## EXERCISE AIM:
In the records below, find the line with "wooden post, imagine" and the line with "[(191, 165), (246, 151), (41, 15), (96, 84)]". Print both exactly, along with every line between them, and no other line.
====== INPUT MATERIAL ======
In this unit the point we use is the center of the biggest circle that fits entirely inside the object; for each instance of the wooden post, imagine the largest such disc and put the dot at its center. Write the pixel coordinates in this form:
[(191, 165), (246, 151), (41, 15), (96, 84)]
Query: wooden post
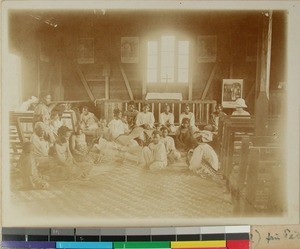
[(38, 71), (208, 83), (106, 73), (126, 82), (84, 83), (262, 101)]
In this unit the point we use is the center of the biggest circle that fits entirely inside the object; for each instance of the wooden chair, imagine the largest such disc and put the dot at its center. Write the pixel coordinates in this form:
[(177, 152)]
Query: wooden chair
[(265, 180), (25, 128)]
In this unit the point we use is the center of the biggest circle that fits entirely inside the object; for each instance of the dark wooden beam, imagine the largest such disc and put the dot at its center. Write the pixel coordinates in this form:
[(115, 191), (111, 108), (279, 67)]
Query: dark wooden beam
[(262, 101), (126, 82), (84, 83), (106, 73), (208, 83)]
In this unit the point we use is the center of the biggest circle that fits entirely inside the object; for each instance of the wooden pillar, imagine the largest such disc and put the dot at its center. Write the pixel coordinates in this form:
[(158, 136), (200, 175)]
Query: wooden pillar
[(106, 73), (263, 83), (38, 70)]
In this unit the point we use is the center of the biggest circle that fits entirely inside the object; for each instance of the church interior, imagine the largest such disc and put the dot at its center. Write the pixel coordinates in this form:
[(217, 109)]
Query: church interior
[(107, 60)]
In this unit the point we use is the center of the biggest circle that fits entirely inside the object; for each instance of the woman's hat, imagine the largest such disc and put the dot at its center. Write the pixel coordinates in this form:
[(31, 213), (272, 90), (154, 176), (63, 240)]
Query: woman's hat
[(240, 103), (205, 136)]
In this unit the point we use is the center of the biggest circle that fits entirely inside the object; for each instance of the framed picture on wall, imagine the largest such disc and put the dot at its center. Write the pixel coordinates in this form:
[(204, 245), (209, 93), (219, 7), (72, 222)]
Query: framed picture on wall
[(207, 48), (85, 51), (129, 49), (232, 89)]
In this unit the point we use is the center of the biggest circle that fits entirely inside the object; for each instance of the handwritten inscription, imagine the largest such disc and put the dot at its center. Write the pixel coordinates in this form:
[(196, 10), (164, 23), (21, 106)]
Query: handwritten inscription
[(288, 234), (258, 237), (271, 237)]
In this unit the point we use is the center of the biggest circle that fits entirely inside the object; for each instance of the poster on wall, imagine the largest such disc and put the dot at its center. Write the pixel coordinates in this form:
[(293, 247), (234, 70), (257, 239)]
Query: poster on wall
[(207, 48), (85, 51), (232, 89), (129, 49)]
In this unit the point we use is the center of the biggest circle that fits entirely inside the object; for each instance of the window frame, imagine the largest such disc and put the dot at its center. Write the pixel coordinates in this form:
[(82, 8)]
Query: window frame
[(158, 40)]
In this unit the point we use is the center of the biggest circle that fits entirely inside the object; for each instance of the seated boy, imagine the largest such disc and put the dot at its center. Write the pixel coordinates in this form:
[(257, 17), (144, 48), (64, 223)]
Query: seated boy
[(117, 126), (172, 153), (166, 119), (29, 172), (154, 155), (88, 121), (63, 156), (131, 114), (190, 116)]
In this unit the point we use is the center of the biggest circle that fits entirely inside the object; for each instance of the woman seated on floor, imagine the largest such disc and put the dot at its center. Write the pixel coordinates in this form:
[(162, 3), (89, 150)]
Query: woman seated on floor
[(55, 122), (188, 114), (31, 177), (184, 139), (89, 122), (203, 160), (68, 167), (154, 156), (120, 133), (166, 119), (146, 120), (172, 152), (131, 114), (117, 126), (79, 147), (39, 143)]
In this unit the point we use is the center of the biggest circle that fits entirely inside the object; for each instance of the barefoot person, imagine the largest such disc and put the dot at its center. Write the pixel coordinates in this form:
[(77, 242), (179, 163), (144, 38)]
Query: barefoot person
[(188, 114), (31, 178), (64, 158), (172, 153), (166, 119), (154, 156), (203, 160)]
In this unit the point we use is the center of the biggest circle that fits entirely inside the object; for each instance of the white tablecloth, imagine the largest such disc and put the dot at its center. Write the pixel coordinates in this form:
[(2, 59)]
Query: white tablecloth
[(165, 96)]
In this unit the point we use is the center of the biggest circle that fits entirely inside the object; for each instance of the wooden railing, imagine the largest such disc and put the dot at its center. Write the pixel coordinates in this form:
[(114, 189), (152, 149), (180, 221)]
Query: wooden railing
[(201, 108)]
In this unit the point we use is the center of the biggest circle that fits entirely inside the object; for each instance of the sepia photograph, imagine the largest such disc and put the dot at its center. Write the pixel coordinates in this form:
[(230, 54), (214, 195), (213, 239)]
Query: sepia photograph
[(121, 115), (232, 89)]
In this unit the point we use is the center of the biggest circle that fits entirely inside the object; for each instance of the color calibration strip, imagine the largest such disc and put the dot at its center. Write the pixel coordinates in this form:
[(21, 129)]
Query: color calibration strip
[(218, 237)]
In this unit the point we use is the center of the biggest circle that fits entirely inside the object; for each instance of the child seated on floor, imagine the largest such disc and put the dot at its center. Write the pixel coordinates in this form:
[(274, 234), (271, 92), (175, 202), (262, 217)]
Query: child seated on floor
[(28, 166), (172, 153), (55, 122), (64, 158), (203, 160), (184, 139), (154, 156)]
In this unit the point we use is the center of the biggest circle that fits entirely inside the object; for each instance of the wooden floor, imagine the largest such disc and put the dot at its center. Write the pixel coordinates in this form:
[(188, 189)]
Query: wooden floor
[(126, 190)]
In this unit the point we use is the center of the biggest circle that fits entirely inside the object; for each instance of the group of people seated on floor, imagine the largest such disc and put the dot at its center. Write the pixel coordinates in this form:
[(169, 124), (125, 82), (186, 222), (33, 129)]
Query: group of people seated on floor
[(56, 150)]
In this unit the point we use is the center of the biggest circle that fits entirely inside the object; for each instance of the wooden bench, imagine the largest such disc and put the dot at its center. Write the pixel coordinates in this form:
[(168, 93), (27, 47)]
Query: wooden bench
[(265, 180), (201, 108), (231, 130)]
======
====== INPUT MATERIAL ======
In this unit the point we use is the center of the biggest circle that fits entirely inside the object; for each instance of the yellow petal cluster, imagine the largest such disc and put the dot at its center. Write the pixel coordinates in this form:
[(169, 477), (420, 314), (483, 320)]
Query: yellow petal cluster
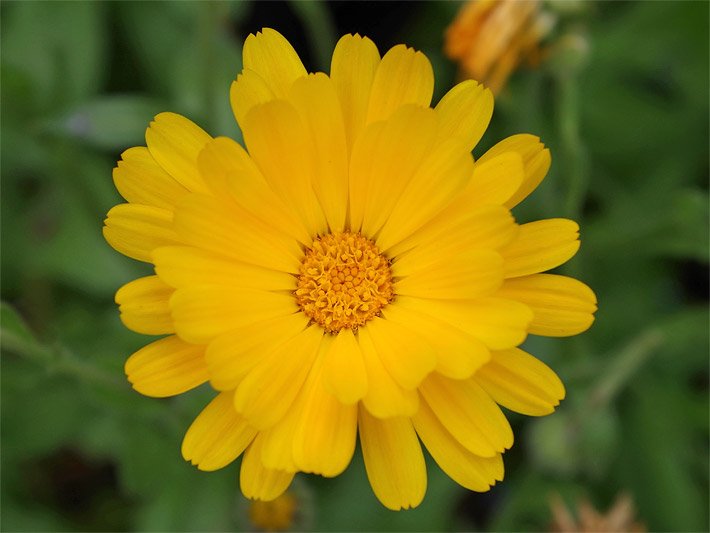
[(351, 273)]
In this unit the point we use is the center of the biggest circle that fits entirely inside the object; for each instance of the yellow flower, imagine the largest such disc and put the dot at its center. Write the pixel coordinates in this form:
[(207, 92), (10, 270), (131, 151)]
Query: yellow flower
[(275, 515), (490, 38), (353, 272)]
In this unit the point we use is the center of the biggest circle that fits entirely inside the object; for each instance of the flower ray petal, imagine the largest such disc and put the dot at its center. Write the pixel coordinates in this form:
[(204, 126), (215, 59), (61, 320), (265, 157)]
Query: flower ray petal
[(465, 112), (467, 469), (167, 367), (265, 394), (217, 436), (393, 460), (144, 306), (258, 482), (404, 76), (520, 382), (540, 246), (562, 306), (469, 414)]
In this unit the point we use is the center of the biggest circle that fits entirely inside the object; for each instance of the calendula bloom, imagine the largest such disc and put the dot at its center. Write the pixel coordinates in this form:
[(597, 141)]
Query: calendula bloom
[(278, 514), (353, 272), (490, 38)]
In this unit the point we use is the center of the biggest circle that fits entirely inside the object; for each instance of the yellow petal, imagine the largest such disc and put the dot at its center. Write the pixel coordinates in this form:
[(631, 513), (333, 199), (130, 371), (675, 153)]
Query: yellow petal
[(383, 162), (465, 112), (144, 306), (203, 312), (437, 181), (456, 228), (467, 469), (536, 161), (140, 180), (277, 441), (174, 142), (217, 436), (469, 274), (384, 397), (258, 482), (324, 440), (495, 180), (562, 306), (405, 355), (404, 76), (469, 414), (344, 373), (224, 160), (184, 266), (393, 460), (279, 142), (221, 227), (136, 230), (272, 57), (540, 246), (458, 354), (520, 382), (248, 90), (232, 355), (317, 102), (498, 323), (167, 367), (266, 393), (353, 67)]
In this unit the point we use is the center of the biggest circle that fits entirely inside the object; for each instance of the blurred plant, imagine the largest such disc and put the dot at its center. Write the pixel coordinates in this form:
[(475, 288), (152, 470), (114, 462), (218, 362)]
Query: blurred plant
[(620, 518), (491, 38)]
======
## YOUR RESPONSE:
In this unit the point we use is the center of the biggest circle that fits entirely inside the object; for each instance of the wooden post, imagine the largest such disc and put the dot at its center. Write the pixel coordinates in this form:
[(191, 165), (246, 151), (41, 15), (96, 84)]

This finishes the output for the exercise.